## Required task
Give the data below again exactly as written, without its pictures.
-- start --
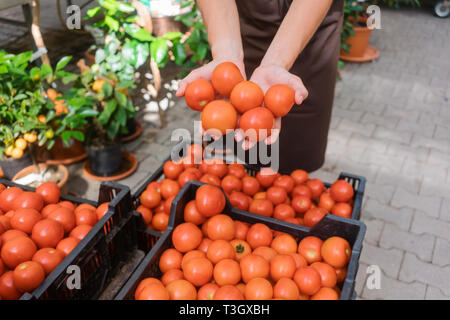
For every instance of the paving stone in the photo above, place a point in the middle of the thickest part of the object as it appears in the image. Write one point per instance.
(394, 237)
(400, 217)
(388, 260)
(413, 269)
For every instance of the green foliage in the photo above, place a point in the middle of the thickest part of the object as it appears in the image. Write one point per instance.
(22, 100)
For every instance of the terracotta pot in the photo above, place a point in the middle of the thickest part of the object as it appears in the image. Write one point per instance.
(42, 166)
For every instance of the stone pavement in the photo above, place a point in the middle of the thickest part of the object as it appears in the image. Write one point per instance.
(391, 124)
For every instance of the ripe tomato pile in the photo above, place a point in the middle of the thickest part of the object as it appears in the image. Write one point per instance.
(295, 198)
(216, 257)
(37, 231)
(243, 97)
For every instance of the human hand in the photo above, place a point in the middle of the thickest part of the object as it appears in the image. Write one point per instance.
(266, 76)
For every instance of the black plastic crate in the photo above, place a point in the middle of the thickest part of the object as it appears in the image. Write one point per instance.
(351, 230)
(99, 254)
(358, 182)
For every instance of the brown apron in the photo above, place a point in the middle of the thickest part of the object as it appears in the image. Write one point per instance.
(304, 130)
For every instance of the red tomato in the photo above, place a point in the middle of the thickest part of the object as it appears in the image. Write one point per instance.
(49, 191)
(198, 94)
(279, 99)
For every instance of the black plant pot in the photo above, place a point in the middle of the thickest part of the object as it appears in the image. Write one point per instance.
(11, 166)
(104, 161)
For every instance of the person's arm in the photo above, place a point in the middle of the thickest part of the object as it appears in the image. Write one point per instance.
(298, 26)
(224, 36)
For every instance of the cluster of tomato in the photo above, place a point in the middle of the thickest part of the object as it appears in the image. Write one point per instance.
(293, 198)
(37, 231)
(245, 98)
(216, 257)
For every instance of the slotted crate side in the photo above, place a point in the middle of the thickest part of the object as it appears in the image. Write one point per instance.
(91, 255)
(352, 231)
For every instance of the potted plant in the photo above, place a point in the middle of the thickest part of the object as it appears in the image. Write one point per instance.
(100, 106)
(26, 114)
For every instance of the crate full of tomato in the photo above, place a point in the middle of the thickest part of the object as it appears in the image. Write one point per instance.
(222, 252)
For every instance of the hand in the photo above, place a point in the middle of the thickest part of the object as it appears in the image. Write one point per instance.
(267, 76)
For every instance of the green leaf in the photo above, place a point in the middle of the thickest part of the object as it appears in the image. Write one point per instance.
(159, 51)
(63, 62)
-- end --
## Worked answer
For every instance of the paving stone in the photo above, place a point in the middle of the thickest part of the object as it appears in the image. Write one point per instance.
(394, 237)
(400, 217)
(388, 260)
(413, 269)
For every instance of the green foliage in the photo above, place a point in the middle of the thickest part of the object as it appears in the image. Write one point per instance.
(22, 100)
For every instance of the terracotta pot in the photo above, place a point in the middle of the thickest part of the object as it appears in the image. Write one point per instance.
(42, 166)
For every instance of the stone pavement in the photo above, place a point in the middle of the thickest part of the object as it appears in the image. Write one point per instance.
(391, 124)
For every instance of the ripe tomato pile in the photo above, place a point in the middle of the thickest part of the object as it appears in the image. Write one point per instance.
(295, 198)
(216, 257)
(37, 231)
(243, 97)
For every instance of the human hand in the photo above, place a point in the middle of the thickest part of the object as it appears in the image. Write one point per instance.
(266, 76)
For every instance of the black plastic crate in the photo above, place a point in the middle of the thickest part of the object as it appears in the image. Write one point per instance.
(351, 230)
(99, 254)
(358, 182)
For every instance of the brown apron in the photo above, place a point in the middle of the thickest part of the object as it appears in the image. Write one point per instance.
(304, 130)
For every instance of the red tomato in the photo above, place a point in the middle of the thickest part of the object as it appears in the image. Write one point per instance.
(49, 191)
(198, 94)
(279, 99)
For every instance of the black plant pot in the photo above, place a point in the middle of the thickest part of the object as it appears in the image. Write one point per instance.
(11, 166)
(104, 161)
For every instance of the person's arm in the photo above, place a point in the middle of the thickest part of the object as it appears in the image. Write one point per instance.
(298, 26)
(224, 36)
For every instance of the cluster of tomato in the photo above, place a point in the middle of the thickest part of the object as it appears in the image. Write one point per instance.
(293, 198)
(37, 231)
(245, 98)
(216, 257)
For every instance of the slotted crate side in the photo above, place a point in the middle of the thickest part of the object as it appears in the image. Write one point per instance.
(91, 255)
(352, 231)
For every instance of the potted plant in the photo above, place a point in the middle of the thickest part of the object as it appears in the image. Write one point per instance.
(100, 106)
(26, 114)
For every instance of the crate full of tomato in the photo above, place a point in the middle of the thickest part of the object as it appears in the image. Write one point per instance.
(222, 252)
For every instance of the hand in the photo above, place a point in the middle of the thickest part of the object as it appears in the image. Write one point per instance.
(267, 76)
For every instance of the green leaf in the photo above, place a point in the middle of the thickest part of the object as it appears in the image. Write one point per instance.
(159, 51)
(63, 62)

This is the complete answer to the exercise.